··· INPUT DATA

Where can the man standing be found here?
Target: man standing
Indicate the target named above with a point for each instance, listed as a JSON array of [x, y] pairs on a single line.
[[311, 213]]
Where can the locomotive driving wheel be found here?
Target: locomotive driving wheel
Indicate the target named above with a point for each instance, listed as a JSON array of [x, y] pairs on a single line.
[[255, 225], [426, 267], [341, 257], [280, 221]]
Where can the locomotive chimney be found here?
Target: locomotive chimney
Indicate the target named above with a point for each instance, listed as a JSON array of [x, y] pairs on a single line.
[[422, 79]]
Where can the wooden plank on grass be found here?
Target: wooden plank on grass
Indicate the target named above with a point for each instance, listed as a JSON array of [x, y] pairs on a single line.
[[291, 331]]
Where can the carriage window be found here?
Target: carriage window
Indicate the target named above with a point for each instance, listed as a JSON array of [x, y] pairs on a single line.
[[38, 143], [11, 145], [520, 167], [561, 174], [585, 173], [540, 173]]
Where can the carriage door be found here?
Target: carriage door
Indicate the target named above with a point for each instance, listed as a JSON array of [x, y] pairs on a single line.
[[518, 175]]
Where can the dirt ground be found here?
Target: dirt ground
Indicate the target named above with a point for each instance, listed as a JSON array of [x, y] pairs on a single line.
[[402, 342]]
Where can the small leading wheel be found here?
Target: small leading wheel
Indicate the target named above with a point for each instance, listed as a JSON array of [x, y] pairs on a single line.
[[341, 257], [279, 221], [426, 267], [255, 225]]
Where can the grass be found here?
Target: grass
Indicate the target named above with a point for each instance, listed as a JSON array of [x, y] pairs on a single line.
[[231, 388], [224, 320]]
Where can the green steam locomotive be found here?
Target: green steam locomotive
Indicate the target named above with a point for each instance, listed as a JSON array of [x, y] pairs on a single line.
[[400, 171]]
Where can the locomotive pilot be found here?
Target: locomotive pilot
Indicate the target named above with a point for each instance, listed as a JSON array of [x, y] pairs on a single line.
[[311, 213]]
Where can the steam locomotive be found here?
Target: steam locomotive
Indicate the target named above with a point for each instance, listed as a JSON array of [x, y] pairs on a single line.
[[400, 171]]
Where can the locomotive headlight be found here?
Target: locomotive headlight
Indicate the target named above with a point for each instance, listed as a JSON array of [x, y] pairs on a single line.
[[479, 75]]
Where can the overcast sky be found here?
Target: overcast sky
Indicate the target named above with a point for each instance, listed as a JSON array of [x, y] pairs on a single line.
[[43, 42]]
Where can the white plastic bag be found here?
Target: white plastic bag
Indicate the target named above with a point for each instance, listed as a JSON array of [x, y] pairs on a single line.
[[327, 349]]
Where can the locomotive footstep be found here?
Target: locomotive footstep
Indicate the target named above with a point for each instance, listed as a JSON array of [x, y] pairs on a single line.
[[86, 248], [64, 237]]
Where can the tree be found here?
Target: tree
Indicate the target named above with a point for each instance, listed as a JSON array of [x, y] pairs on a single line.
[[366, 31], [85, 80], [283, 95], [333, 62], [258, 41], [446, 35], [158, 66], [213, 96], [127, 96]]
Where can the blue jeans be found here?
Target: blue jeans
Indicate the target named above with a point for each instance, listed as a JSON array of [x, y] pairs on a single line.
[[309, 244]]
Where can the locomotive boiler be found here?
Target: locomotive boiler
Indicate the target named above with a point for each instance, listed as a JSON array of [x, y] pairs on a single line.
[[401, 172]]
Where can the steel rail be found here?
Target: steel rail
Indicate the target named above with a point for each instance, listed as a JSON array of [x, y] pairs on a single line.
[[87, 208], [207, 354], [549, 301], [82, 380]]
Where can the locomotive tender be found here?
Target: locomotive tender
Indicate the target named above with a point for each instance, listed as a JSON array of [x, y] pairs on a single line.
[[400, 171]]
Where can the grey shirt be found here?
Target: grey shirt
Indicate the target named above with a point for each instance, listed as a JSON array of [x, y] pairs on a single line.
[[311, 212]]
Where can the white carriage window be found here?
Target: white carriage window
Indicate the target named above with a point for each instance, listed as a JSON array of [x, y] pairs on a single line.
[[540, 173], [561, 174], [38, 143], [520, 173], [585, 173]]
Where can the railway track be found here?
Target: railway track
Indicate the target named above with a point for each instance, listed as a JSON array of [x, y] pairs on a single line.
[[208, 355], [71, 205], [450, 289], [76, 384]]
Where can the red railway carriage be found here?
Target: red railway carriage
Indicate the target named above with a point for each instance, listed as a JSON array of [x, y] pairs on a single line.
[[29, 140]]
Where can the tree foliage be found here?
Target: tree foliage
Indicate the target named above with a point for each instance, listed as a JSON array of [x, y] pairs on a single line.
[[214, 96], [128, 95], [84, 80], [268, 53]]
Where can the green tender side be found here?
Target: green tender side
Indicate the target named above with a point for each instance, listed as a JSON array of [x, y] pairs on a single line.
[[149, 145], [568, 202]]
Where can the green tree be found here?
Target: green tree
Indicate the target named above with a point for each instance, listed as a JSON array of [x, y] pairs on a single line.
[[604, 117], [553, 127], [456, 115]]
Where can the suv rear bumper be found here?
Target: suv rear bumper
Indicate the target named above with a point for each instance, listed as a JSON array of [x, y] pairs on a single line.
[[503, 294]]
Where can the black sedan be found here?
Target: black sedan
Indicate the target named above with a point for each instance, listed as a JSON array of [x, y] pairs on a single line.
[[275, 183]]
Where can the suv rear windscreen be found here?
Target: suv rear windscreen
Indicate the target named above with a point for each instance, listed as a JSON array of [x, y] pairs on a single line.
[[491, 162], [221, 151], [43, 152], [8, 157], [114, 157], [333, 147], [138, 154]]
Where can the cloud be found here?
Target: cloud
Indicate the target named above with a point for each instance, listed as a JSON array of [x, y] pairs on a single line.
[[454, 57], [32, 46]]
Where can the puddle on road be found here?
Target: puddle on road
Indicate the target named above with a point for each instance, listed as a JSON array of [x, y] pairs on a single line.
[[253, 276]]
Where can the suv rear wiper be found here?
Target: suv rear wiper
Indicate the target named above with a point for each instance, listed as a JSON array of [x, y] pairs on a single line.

······

- **PROBLEM DETAILS**
Can you give the rows again from the line with "Where can the white carriage" up to and including the line with "[[214, 96], [128, 95], [84, 80], [268, 53]]", requests included, and add 79 to every x and y coordinate in the answers?

- **CORRECT RESULT**
Where can the white carriage window be found here?
Target: white carriage window
Indicate the target named above with a point for each instance, listed as a JSON array of [x, y] pairs on a single line.
[[619, 252], [640, 253], [117, 222], [599, 252], [664, 252]]
Where can the railway track be found here?
Target: railway track
Indicate the target named above with a point for each instance, listed as a JSON array of [x, y] pairs on a single line.
[[287, 434], [150, 284], [529, 368], [155, 463]]
Where can the red railway carriage be found here?
Target: red railway carriage
Indicate the target named above with a point for each instance, listed as a JSON array of [x, y] pairs on a single line.
[[108, 219]]
Where can the tree foliage be found here?
Target: tree foliage
Indicate the target named above with a point for each instance, listed as a JSON array of [x, y] pairs on a single line.
[[293, 175], [207, 174], [163, 159], [347, 132]]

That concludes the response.